--- PASSAGE SHOWN Enclosed Below ---
Despite a federal funding landscape that underwent rapid change, Oregon State University eclipsed the $400 million mark in research expenditures for the second consecutive year in fiscal year 2025 while advancing knowledge in areas ranging from energy solutions and precision medicine to environmental resilience, critical minerals, robotics and artificial intelligence.
"As a modern land-grant university with a long history of building relationships and solving problems, Oregon State leads the pursuit of scholarship that improves lives in meaningful ways," said Jayathi Murthy, president of Oregon State. "OSU researchers continue to rise to the occasion and meet every challenge head-on, making the world safer, healthier and more prosperous."
Released today, the OSU Division of Research and Innovation's annual report for FY25 shows $417 million in research expenditures - a key measure of research productivity, according to Irem Tumer, OSU vice-president for research and innovation. OSU faculty celebrated many milestone achievements in the fiscal year that ended June 30, she noted, including:
- Converting captured carbon dioxide into an energy source.
--- End of Enclosed PASSAGE SHOWN ---
--- MATERIAL SHOWN Enclosed Below ---
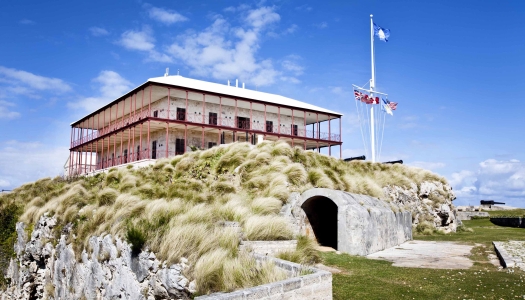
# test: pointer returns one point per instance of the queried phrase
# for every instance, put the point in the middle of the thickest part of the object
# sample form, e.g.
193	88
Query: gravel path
427	254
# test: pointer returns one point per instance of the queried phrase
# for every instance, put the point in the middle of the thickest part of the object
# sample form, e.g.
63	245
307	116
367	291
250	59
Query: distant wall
509	222
317	285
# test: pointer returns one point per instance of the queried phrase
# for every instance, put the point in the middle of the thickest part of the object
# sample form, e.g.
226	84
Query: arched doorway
322	215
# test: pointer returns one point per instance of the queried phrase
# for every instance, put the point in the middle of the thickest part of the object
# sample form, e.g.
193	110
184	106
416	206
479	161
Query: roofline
152	83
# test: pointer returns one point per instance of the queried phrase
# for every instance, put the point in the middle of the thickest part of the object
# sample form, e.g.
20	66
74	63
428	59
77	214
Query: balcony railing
257	127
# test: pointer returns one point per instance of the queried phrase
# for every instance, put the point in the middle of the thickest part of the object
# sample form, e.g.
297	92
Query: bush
136	238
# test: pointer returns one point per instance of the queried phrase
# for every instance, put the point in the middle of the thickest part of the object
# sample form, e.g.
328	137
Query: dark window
269	126
154	150
212	119
181	114
179	146
243	123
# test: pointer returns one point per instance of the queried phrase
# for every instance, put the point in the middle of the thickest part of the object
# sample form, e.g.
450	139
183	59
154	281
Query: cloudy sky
456	68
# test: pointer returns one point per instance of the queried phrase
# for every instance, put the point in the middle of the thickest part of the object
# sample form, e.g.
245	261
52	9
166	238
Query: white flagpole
372	86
--- End of Enclosed MATERIAL SHOWN ---
# [QUESTIONS ON THE MATERIAL]
1. List the research areas that the first sentence of the passage on Oregon State University's research expenditures names as fields where the university advanced knowledge.
2. Reproduce the passage on Oregon State University's research expenditures word for word, between "Released today, the" and "an energy source.", inclusive.
3. Extend the passage on Oregon State University's research expenditures by writing what comes next after its final line.

# [SOLVED TASKS]
1. energy solutions, precision medicine, environmental resilience, critical minerals, robotics, artificial intelligence

2.
Released today, the OSU Division of Research and Innovation's annual report for FY25 shows $417 million in research expenditures - a key measure of research productivity, according to Irem Tumer, OSU vice-president for research and innovation. OSU faculty celebrated many milestone achievements in the fiscal year that ended June 30, she noted, including:
- Converting captured carbon dioxide into an energy source.

3.
- A new computer chip that helps AI use less power.
- Using therapeutic nanoparticles to treat neurological disorders.
- Making coastal communities more safe from storms.
"Our research enterprise uses resilience and collaboration to propel discovery and elevate communities in our state, nation and world," Tumer said. "We rely on federal funding to do much of our work, and the breadth of our expertise positions us well to keep moving the needle even when the priorities of our federal partners change."
The report notes that OSU's research enterprise has an annual economic impact of nearly $800 million, which manifests itself in multiple ways including federally supported leadership roles in driving the microfluidics industry, growing a semiconductor ecosystem and supporting the timber economy.
Additionally, construction is now complete on OSU's new PacWave facility; it's the first U.S. grid-connected wave energy test site, and energy companies will be able to test wave energy converters, linked by subsea cables to a shore-based power facility.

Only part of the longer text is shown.